* Given request *
Put the entries' lines into a numbered list, starting with the line that contains "Test: the pointer marks one pixel per instance of the large" and going on through the line that contains "x=771 y=567". Include only those lines and leave out any blank ones.

* Records to use *
━━━━━━━━━━━━━━━━━━━━
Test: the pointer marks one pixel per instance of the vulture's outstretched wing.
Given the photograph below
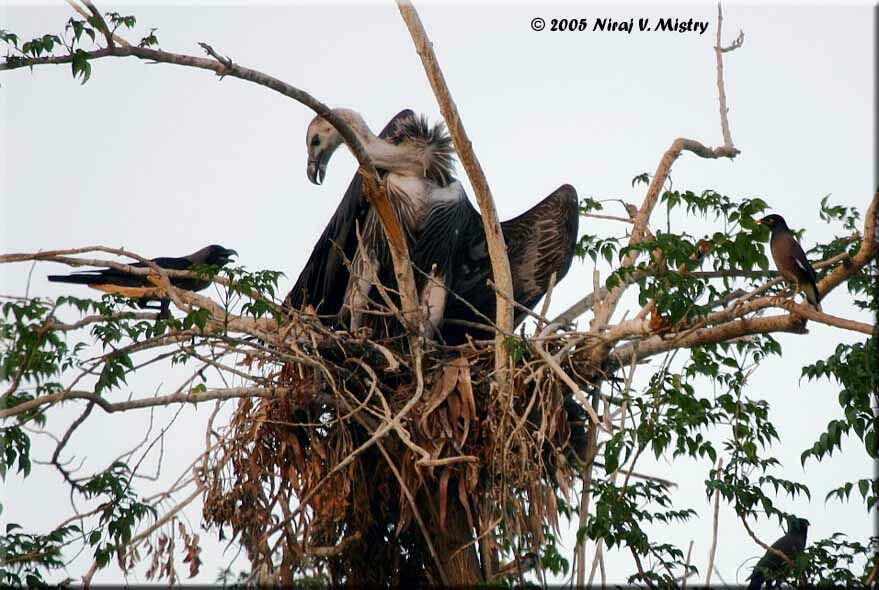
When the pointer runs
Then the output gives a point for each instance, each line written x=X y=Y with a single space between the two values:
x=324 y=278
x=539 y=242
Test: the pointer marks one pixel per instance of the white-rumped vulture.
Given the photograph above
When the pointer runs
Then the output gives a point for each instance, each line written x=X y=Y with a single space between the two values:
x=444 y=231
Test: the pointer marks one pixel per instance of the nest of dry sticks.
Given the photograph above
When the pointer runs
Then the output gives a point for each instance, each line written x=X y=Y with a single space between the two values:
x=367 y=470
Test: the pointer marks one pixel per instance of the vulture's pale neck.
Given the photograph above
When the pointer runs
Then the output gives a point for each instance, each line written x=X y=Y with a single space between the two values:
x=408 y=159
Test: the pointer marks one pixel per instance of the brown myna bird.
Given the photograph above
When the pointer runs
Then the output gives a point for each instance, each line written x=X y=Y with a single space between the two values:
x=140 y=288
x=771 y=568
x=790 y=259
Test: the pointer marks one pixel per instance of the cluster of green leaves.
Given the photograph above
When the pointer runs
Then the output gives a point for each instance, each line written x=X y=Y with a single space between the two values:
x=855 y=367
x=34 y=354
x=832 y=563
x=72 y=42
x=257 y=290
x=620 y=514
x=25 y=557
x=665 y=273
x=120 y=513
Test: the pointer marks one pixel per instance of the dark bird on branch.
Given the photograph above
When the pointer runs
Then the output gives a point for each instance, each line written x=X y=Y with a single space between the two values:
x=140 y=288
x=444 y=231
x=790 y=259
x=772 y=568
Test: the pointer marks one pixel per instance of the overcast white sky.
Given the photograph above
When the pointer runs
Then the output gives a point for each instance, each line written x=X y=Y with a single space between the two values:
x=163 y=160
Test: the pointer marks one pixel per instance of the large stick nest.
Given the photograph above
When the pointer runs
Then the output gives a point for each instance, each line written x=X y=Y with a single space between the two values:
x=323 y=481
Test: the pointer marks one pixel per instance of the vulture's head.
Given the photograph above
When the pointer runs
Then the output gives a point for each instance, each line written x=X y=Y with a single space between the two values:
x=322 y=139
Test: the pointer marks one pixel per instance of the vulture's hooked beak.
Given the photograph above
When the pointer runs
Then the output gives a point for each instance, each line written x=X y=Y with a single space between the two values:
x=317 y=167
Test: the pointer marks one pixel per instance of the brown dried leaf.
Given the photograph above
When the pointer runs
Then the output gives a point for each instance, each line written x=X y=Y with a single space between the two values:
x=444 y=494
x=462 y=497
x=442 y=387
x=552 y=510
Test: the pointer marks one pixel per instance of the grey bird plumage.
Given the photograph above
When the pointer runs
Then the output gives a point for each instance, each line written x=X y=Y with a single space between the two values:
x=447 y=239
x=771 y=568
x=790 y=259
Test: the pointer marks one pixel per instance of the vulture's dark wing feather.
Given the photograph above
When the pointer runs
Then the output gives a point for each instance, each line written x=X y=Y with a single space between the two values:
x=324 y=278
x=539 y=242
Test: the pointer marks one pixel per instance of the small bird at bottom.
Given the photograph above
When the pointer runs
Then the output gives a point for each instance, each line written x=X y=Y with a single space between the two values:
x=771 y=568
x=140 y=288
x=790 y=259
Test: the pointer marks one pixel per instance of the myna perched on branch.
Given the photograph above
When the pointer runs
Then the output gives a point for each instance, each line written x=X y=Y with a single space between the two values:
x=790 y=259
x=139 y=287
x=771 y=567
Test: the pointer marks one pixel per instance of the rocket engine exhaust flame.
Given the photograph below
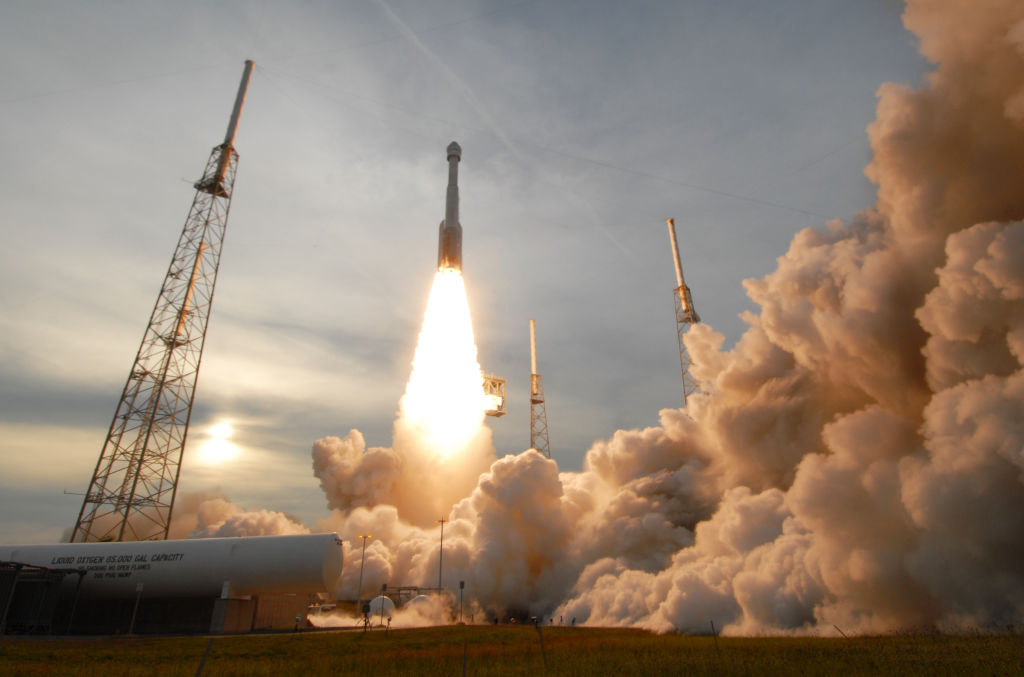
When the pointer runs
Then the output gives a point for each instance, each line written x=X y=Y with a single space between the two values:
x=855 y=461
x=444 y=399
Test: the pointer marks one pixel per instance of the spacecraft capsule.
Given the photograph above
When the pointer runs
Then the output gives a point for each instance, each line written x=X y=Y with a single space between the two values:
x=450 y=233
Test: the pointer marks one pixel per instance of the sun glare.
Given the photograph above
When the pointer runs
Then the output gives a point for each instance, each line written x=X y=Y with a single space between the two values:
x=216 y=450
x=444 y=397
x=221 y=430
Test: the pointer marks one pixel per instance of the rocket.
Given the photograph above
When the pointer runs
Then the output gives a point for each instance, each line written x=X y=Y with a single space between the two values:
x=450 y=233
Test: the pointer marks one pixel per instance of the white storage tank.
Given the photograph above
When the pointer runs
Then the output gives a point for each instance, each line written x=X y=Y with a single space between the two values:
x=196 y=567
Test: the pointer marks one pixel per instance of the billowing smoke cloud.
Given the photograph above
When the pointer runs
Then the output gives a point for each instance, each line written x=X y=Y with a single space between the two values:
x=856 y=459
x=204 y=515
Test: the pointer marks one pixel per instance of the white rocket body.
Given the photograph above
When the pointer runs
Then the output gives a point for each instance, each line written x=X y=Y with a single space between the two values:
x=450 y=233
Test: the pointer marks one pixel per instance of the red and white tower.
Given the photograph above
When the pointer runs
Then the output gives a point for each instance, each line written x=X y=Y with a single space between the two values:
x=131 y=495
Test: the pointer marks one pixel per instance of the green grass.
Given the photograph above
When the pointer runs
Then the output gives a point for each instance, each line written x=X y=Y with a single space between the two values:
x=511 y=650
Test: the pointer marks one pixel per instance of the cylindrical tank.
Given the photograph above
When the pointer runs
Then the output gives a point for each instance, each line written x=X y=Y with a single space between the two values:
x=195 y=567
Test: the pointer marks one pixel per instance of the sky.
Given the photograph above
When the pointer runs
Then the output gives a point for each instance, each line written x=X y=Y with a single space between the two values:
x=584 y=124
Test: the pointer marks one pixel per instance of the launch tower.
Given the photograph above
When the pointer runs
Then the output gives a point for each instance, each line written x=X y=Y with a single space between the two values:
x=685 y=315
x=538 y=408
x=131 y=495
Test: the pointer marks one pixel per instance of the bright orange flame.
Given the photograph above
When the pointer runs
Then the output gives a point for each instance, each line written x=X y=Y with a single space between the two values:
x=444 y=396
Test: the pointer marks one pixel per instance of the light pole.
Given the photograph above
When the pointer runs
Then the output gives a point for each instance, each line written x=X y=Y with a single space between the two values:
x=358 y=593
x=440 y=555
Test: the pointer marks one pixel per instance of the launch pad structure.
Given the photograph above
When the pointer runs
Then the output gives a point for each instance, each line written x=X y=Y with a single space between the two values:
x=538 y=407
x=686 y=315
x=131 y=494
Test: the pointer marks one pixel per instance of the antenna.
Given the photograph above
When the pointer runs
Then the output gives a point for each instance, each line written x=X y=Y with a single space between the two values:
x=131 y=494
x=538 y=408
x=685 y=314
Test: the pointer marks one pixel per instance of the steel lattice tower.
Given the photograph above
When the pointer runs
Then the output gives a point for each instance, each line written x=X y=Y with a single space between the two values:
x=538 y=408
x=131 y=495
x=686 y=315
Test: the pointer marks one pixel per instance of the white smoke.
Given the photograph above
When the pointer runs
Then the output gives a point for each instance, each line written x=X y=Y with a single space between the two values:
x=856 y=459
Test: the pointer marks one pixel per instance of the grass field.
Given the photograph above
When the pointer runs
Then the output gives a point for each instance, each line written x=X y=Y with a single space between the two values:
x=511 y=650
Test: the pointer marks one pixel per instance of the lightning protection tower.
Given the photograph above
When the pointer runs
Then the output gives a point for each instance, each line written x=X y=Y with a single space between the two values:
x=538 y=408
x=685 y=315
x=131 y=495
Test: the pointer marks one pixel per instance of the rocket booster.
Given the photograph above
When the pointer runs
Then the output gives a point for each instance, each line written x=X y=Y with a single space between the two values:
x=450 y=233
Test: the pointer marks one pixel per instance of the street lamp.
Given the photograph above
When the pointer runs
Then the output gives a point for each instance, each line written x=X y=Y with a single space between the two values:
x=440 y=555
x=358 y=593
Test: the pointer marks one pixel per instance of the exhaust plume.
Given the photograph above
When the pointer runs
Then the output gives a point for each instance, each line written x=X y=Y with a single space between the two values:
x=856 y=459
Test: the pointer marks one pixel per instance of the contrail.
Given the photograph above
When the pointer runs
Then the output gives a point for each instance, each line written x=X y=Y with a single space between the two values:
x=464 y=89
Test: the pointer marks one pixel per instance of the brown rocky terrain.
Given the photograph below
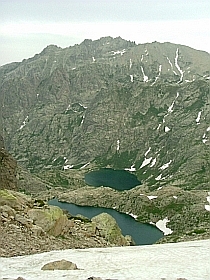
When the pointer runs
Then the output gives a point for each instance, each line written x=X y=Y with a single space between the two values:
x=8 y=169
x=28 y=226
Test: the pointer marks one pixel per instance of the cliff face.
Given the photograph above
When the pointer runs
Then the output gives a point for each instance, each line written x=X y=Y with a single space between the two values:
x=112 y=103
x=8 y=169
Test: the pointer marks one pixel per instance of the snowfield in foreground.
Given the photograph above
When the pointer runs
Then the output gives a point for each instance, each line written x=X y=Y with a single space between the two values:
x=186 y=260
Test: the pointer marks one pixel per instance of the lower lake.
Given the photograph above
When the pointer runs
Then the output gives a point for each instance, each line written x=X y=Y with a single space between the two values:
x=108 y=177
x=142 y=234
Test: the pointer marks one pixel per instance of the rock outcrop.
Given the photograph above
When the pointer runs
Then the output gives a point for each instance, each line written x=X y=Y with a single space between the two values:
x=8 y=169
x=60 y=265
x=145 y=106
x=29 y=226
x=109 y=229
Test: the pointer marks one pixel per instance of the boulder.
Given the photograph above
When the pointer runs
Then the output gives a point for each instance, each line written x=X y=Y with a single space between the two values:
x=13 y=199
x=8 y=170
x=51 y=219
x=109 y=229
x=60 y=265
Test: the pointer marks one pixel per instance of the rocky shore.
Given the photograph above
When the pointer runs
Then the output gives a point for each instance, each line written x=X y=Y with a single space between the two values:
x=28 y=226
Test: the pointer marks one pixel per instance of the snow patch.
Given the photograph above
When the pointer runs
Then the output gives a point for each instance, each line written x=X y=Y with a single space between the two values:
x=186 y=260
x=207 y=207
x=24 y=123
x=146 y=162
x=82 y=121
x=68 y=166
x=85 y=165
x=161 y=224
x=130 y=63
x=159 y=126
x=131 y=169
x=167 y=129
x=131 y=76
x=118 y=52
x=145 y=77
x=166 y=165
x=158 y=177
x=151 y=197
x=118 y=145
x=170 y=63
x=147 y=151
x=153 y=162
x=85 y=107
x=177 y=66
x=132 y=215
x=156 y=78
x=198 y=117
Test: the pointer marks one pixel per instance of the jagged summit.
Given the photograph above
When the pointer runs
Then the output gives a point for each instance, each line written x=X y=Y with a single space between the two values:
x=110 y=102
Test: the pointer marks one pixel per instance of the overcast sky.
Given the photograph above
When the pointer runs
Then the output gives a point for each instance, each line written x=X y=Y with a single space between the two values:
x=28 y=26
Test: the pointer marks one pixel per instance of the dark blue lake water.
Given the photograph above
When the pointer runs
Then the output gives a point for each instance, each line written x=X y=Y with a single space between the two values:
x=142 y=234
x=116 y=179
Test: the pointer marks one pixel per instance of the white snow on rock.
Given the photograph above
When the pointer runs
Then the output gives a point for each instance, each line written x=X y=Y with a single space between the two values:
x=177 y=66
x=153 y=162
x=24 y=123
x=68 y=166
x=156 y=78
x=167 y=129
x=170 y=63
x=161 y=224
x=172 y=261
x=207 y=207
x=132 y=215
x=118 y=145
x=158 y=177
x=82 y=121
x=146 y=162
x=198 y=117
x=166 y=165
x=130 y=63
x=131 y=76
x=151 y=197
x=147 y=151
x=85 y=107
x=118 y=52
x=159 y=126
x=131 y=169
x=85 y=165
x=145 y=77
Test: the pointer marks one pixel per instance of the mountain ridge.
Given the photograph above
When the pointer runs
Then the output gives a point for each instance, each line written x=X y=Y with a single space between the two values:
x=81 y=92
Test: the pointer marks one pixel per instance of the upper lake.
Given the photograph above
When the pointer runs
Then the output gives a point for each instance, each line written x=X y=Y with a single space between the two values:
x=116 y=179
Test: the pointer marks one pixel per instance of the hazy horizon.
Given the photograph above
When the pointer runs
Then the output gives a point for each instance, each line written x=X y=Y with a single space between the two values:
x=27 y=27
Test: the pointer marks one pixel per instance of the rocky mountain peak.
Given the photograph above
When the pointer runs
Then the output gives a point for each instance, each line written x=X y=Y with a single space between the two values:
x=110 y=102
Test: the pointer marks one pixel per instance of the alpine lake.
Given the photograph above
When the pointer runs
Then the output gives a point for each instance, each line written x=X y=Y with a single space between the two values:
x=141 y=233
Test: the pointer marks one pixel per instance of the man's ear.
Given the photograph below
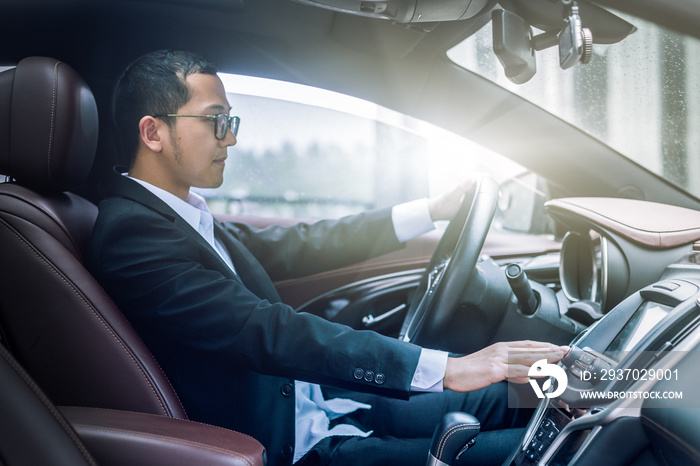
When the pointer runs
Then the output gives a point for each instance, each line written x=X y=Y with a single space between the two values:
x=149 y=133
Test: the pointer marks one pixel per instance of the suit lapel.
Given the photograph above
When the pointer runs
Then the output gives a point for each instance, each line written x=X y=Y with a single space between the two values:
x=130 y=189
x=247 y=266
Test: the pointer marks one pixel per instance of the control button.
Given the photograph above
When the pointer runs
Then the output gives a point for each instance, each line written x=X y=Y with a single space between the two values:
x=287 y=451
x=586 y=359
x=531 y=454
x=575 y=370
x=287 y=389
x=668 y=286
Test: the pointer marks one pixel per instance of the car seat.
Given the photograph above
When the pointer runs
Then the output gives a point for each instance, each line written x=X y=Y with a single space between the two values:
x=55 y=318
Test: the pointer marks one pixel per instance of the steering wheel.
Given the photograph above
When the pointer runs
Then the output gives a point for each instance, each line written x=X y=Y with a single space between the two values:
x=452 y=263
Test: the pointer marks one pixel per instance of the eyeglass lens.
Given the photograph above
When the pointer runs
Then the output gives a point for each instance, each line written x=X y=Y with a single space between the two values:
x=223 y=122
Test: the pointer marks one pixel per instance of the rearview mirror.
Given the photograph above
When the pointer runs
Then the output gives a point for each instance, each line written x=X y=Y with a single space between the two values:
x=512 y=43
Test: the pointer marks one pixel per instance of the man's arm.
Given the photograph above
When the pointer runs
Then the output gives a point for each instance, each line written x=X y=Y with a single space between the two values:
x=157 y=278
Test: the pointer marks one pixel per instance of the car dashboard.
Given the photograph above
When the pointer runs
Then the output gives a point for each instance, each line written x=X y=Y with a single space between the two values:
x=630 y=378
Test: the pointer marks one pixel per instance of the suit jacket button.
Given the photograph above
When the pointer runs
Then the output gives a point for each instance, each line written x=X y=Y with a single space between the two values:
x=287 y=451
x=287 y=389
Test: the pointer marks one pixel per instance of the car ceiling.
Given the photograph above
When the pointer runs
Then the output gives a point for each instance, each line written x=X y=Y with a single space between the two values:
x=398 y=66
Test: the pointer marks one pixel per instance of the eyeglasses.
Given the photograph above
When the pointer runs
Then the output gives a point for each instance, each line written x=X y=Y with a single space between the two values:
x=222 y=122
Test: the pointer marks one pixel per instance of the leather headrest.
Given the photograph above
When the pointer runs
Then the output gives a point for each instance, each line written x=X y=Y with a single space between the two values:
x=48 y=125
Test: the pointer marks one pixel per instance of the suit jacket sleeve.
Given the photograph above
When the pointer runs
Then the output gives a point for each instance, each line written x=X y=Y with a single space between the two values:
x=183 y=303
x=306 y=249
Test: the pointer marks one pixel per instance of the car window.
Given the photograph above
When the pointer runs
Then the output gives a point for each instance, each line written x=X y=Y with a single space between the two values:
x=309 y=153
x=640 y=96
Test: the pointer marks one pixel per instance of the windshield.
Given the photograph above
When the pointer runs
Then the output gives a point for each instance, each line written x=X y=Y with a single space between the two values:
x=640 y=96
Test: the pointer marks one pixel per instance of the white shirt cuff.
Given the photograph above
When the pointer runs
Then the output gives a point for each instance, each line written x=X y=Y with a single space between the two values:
━━━━━━━━━━━━━━━━━━━━
* Answer for the task *
1. Test: the pointer marks one pixel per instance of the large stick nest.
2. Given the photograph above
3. When the pointer runs
4. Then the output gives a point for each instance, each line written x=X y=Y with a single space between the two values:
5. x=323 y=481
6. Test: the pointer marks one pixel per instance of the vulture's head.
7. Given the photograph above
8. When the pointer runs
9. Then the output gives a point for each instance, each line written x=X y=Y with a single space between the two values:
10. x=322 y=139
11. Test: the pointer marks one pixel per instance of the vulture's hooked beak.
12. Given the photograph above
13. When the pointer runs
14. Then the output gives a point for each instance, each line written x=X y=Y with a single space between the two values:
15. x=317 y=167
16. Test: the pointer marks one pixel per instance of the brown dried leaf.
17. Given the photograph above
18. When the pointer runs
19. Then the output gives a point for each instance, each line written x=X y=Y with a single space between the two values:
20. x=444 y=494
21. x=462 y=497
22. x=442 y=387
23. x=552 y=510
24. Test: the pointer marks one pixel per instance of the grey bird plumage.
25. Given the photograph above
26. When the pointer runs
27. Then the output gives a point for each instance, each line written x=X y=Y with a single space between the two values:
28. x=447 y=239
29. x=771 y=568
30. x=790 y=259
31. Test: the pointer marks one pixel per instance of the vulture's dark wing feather.
32. Given the photograph above
33. When the pointer runs
34. Then the output gives a point for each instance, each line written x=X y=Y with a single space between the two values:
35. x=324 y=278
36. x=539 y=242
37. Test: the pointer marks one pixel per instance of the small bird at bottom.
38. Given the photograph above
39. When the pointer runs
40. Then the output gives a point for each instance, each line written x=X y=Y with a single space between the two values:
41. x=771 y=568
42. x=140 y=288
43. x=790 y=259
44. Test: the pointer marks one pixel per instance of the myna perched on branch.
45. Given the photograph above
46. When the pointer runs
47. Then the output gives a point for each instance, each line written x=X y=Y with a single space between the two values:
48. x=790 y=259
49. x=139 y=287
50. x=771 y=567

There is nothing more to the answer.